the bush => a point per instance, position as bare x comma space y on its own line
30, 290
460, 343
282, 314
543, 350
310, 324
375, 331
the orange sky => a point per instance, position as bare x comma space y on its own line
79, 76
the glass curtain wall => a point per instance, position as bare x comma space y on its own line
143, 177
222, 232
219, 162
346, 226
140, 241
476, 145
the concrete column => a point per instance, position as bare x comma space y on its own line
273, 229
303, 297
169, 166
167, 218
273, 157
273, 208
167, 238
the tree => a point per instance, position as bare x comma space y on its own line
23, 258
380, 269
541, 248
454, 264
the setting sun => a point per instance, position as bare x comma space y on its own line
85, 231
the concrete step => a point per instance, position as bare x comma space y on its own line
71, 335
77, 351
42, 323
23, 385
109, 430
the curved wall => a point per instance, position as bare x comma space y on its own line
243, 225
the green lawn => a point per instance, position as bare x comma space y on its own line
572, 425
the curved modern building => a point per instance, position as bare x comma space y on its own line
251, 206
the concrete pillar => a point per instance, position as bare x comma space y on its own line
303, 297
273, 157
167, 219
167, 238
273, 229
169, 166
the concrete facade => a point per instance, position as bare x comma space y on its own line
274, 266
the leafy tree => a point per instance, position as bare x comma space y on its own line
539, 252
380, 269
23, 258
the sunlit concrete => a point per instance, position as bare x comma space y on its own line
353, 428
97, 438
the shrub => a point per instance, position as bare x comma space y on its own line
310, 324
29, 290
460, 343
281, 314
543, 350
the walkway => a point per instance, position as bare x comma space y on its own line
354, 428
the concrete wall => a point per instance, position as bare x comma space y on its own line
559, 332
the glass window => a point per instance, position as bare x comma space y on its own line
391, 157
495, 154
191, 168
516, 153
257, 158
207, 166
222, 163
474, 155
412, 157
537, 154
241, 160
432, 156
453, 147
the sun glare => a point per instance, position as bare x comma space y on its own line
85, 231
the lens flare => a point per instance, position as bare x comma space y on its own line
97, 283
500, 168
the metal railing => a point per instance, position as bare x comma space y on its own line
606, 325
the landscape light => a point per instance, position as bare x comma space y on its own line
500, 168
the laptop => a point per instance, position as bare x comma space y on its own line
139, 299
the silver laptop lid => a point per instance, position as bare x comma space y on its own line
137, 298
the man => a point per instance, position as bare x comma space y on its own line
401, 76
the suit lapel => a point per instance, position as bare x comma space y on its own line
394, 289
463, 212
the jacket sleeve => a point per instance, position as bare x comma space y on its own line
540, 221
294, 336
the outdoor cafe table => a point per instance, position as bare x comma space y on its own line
• • • • • • •
Exercise requirements: In full and without error, retype the entries above.

Task output:
the bush => a point per instance, position as bare x comma space y on its own line
30, 290
460, 343
282, 314
543, 350
310, 324
375, 331
the orange sky => a point per instance, position as bare x comma space y on its own line
79, 76
the glass curtain wall => a point per instance, position as bare x comma space y on its own line
143, 177
222, 232
219, 162
346, 226
140, 241
476, 145
the concrete column => a point per instance, position as bare x comma space y on its own line
273, 229
303, 297
169, 166
167, 218
273, 157
273, 208
167, 238
the tree => a point per instance, position as bare x comma space y on its own line
23, 258
380, 269
541, 248
454, 264
the setting sun => a point per instance, position as bare x comma space y on its own line
85, 231
the concrete step => a point per instance, position as bare x comma space y on its own line
71, 335
77, 351
42, 323
23, 385
109, 430
the curved wall => a point per instance, position as bare x comma space y on its own line
243, 225
the green lawn => a point per instance, position as bare x comma space y on its own line
572, 425
the curved modern building => a point per instance, position as bare x comma space y on its own line
251, 206
the concrete pillar => a point per instance, position as bare x comma space y on its own line
303, 297
273, 157
167, 219
167, 238
273, 229
169, 166
the concrete facade => a point per instance, position as bare x comma space y on its own line
274, 266
the leafy tree => a point per instance, position as bare x comma space y on its own line
539, 252
380, 269
23, 258
the sunlit concrete => a point per instance, position as bare x comma space y on its own line
353, 428
97, 438
the shrub => a point per instance, position as bare x comma space y on its own line
310, 324
29, 290
460, 343
281, 314
543, 350
the walkway => a point per instance, position as bare x comma space y on its own line
354, 428
the concrete wall => a point per instance, position as bare x comma space y on its own line
559, 332
the glass window => a point per instance, position as bare x comma space y on its own line
391, 157
495, 154
191, 168
516, 153
257, 158
207, 166
222, 163
474, 155
412, 157
537, 154
241, 160
432, 156
453, 147
the sun glare => a point per instance, position as bare x comma space y on its own line
85, 231
the lens flare => a point per instance, position as bare x comma space y on its own line
97, 283
500, 168
the metal railing => a point per instance, position as bare x comma space y on its own line
606, 325
the landscape light => a point per instance, position as bare x comma space y on its own line
500, 168
the laptop => a point per instance, position as bare x comma space y on its own line
139, 299
the silver laptop lid => a point per instance, position as bare x comma space y on its own line
137, 298
the man => a point per instance, position as bare x comma space y on its own line
401, 76
the suit lapel => a point per instance, position as bare x comma space y on its own line
394, 289
463, 212
the jacket sleeve => a point per instance, position as bare x comma space y on its own line
540, 221
294, 336
the outdoor cafe table => a point per instance, position as bare x comma space y on its own line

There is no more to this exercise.